== Segment start ==
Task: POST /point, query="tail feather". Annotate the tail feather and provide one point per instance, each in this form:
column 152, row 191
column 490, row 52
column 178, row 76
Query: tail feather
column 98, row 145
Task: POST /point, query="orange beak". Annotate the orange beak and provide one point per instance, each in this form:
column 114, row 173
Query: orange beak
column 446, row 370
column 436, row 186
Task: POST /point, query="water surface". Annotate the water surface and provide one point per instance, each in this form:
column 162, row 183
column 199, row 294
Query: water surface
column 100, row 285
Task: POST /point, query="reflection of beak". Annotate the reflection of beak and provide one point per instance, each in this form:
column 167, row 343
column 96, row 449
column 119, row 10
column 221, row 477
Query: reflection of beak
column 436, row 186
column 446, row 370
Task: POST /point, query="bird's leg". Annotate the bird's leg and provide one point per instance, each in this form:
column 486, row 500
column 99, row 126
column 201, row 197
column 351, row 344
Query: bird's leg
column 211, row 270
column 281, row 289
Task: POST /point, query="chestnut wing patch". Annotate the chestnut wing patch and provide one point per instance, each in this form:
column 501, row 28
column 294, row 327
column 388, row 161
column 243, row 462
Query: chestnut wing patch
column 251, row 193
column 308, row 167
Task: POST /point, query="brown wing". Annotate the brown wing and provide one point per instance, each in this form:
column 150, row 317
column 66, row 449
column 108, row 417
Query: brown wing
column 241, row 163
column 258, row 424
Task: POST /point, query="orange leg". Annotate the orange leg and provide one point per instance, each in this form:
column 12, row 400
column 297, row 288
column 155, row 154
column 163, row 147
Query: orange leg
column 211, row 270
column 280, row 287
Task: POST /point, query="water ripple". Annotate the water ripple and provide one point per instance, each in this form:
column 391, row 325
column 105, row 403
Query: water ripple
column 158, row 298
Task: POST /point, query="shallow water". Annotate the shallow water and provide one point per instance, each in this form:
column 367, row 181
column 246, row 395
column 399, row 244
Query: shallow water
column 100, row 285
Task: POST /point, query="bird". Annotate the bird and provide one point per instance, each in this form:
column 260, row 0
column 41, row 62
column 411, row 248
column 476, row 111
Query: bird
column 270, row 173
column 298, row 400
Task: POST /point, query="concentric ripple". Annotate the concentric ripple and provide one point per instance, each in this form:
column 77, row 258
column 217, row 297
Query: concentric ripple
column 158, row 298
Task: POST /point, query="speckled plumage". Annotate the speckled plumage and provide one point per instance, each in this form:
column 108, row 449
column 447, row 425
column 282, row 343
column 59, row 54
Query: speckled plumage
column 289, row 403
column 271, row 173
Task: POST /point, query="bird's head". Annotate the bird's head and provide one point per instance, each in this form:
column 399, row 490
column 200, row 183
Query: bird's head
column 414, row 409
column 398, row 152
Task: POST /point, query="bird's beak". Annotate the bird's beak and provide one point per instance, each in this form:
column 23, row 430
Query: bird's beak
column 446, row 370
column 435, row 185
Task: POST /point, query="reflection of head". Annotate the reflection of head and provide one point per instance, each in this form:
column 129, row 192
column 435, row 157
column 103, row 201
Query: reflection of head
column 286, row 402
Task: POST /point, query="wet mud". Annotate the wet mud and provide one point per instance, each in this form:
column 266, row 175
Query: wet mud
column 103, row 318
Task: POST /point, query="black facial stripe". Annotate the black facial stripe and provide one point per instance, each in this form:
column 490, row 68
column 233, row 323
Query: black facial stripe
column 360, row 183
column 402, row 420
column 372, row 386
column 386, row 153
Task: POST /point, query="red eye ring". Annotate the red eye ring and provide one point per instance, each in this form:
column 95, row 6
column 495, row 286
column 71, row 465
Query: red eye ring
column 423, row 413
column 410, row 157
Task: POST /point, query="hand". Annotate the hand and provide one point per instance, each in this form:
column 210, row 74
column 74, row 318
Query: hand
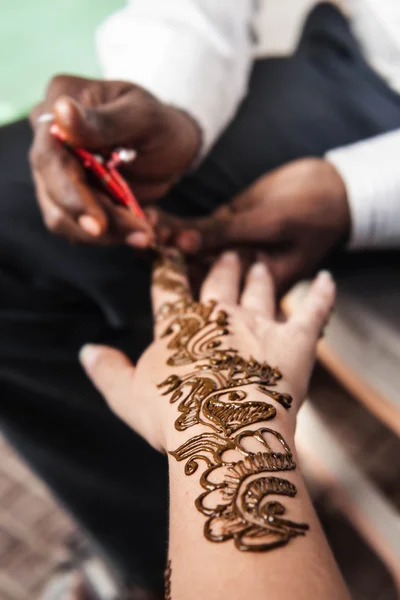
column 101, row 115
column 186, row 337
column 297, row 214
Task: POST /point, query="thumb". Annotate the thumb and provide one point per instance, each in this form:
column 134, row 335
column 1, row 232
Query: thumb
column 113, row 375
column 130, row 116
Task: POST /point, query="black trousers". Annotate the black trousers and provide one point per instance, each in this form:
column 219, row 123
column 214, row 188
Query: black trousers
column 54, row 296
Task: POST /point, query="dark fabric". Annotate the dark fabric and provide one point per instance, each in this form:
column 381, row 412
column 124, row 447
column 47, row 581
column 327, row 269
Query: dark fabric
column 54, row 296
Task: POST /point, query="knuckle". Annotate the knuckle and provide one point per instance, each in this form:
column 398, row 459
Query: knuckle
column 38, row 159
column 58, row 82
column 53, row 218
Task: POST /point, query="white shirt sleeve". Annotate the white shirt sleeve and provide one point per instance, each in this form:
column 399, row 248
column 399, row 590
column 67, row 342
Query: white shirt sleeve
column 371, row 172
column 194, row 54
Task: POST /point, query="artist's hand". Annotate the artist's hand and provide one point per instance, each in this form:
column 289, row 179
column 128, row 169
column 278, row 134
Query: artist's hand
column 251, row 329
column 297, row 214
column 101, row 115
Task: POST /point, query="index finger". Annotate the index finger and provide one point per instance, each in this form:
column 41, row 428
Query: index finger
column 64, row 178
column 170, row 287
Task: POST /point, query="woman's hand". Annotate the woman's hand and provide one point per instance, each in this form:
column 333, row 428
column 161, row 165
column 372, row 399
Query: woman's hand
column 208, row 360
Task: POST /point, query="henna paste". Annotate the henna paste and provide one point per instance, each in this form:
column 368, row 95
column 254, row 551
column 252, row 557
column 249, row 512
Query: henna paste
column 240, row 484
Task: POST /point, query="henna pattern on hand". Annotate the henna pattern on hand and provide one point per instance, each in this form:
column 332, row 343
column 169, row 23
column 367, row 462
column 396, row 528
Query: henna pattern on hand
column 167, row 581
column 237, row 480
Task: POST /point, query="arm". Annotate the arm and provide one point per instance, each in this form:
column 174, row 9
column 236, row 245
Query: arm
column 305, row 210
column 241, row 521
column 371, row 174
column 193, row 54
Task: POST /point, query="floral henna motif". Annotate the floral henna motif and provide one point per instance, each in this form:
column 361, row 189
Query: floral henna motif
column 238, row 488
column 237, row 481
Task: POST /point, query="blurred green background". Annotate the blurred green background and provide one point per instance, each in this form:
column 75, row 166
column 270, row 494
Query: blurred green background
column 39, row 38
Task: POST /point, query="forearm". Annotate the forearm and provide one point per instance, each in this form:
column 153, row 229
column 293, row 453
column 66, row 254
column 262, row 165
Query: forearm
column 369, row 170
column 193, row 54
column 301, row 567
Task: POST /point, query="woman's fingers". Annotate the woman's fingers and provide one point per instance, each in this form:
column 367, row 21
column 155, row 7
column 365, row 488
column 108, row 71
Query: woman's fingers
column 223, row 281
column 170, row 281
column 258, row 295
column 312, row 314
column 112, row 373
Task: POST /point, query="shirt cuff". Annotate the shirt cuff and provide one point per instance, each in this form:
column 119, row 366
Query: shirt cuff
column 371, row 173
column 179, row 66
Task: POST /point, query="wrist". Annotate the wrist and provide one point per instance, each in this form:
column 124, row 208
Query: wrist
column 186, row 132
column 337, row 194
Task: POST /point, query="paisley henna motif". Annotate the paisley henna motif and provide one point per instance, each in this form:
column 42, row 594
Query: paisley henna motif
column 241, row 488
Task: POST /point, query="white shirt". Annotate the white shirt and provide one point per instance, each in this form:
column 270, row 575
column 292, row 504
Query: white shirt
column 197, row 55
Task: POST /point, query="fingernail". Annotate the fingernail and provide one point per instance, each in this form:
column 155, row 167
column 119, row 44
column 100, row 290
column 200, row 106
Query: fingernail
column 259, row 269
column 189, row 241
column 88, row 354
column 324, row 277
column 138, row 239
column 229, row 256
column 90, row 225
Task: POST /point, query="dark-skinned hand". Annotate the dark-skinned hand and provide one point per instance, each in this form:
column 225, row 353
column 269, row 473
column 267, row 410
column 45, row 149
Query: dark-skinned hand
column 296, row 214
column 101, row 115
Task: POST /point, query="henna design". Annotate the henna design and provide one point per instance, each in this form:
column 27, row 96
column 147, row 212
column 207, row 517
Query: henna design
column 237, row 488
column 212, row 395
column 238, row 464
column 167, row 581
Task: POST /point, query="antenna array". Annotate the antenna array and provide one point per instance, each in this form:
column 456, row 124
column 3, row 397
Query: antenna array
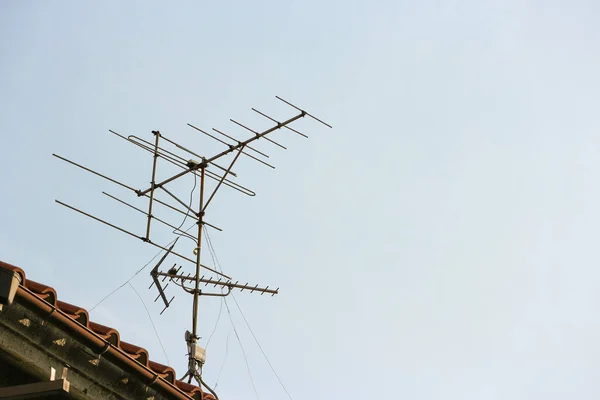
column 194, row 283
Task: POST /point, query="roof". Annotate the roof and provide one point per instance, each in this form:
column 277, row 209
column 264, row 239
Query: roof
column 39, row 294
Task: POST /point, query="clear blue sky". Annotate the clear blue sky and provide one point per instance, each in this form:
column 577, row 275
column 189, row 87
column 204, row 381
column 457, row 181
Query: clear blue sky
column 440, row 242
== Segment end ==
== Segment start ==
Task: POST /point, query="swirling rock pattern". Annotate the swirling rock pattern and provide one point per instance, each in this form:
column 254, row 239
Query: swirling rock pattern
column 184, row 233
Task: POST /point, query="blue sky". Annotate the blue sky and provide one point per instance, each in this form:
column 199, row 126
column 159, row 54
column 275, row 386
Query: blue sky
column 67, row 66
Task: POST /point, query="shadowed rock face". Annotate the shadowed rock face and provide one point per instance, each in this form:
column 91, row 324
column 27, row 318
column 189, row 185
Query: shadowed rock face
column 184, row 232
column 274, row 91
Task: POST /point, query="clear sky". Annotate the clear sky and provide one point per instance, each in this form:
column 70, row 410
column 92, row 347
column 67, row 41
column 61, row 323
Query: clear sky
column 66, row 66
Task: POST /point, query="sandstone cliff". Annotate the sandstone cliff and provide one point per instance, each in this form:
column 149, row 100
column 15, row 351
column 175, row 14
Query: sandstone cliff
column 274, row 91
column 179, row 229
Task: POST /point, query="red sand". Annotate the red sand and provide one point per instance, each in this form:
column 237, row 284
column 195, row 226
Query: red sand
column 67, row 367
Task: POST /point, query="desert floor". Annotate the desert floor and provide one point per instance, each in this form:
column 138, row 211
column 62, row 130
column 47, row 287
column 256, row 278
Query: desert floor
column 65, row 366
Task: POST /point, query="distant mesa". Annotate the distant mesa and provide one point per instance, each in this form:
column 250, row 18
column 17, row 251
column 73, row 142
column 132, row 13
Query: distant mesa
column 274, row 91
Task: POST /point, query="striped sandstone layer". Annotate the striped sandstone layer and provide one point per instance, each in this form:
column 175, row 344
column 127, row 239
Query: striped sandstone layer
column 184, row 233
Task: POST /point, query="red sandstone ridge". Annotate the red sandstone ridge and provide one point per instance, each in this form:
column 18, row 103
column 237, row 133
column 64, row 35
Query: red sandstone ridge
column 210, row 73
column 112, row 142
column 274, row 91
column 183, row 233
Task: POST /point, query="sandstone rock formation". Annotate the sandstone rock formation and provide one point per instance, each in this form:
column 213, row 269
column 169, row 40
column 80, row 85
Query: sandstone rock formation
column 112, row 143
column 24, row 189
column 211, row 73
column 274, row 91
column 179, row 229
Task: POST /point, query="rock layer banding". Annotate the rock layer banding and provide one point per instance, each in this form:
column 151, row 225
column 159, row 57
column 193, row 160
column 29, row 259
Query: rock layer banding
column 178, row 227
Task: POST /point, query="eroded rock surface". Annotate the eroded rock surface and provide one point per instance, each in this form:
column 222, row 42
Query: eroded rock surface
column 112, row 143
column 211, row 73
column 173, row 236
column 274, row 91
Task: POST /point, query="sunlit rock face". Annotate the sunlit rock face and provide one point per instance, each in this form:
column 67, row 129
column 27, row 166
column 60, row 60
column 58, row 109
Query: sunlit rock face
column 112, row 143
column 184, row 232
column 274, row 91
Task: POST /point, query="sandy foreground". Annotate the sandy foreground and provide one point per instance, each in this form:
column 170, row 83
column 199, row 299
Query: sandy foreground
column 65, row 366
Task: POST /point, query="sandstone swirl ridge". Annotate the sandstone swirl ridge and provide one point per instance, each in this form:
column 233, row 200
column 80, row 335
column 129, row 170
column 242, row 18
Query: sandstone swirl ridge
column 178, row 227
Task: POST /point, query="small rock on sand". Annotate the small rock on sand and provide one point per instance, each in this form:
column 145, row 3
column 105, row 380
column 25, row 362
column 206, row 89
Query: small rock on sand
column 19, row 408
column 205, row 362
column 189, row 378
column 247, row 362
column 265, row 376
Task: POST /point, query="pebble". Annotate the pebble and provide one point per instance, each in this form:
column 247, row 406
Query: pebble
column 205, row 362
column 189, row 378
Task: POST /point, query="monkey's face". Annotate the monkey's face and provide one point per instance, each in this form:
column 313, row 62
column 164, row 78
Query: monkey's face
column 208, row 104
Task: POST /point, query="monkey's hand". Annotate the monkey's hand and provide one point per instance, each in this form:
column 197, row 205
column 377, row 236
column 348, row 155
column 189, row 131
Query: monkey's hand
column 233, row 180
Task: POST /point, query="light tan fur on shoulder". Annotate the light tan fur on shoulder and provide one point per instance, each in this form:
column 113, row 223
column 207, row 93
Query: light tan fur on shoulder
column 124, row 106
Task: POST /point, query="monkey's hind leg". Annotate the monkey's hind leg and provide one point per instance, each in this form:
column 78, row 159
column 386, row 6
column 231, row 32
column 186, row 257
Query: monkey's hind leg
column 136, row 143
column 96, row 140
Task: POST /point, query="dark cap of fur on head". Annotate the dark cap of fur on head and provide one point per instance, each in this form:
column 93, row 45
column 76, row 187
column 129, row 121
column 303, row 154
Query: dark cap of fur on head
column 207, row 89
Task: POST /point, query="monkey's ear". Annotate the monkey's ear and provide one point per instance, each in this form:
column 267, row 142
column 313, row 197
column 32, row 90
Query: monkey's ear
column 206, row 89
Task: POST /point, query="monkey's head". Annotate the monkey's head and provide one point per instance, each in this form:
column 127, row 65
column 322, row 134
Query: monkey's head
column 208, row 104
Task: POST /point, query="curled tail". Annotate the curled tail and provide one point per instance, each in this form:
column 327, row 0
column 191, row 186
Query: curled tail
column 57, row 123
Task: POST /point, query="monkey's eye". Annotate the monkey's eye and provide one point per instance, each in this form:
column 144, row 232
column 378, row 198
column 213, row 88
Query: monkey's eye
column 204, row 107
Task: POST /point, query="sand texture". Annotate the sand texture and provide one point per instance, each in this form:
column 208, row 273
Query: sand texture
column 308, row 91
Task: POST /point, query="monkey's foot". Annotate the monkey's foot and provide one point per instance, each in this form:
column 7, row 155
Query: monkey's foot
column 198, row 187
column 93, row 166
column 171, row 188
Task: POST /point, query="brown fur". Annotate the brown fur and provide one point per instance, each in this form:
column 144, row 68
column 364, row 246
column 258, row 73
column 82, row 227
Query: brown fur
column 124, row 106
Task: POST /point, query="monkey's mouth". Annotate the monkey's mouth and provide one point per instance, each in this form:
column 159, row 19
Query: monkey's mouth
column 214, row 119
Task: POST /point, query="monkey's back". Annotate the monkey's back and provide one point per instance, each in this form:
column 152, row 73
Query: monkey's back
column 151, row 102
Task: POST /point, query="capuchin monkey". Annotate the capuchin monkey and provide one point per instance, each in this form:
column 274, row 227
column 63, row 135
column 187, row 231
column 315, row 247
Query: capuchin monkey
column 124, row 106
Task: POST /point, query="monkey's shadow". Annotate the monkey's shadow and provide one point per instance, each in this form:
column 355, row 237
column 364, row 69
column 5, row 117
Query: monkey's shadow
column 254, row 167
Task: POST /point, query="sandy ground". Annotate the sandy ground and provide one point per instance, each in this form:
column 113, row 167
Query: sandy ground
== Segment end ==
PROBLEM TO SOLVE →
In the entries above, please find the line with "column 258, row 73" and the line with "Query: sandy ground", then write out exactly those two lines and every line between them, and nothing more.

ANSWER BELOW →
column 258, row 73
column 82, row 227
Query: brown fur
column 124, row 106
Task: POST /point, query="monkey's mouth". Annotate the monkey's mouth and provide one point per instance, each in this form:
column 159, row 19
Query: monkey's mouth
column 214, row 119
Task: POST /point, query="monkey's back". Annotate the monkey's back and provide one point per instance, each in this form:
column 152, row 73
Query: monkey's back
column 151, row 102
Task: POST /point, query="capuchin monkey". Annotate the capuchin monkey and provide one point per instance, each in this form:
column 274, row 227
column 63, row 135
column 187, row 231
column 315, row 247
Query: capuchin monkey
column 124, row 106
Task: POST /point, query="monkey's shadow". Annotate the monkey's shadow and provide one point per instance, each in this form:
column 355, row 237
column 364, row 69
column 5, row 117
Query: monkey's shadow
column 254, row 167
Task: POST /point, query="sandy ground". Annotate the sandy ground and provide one point per instance, each in this form:
column 113, row 167
Query: sandy ground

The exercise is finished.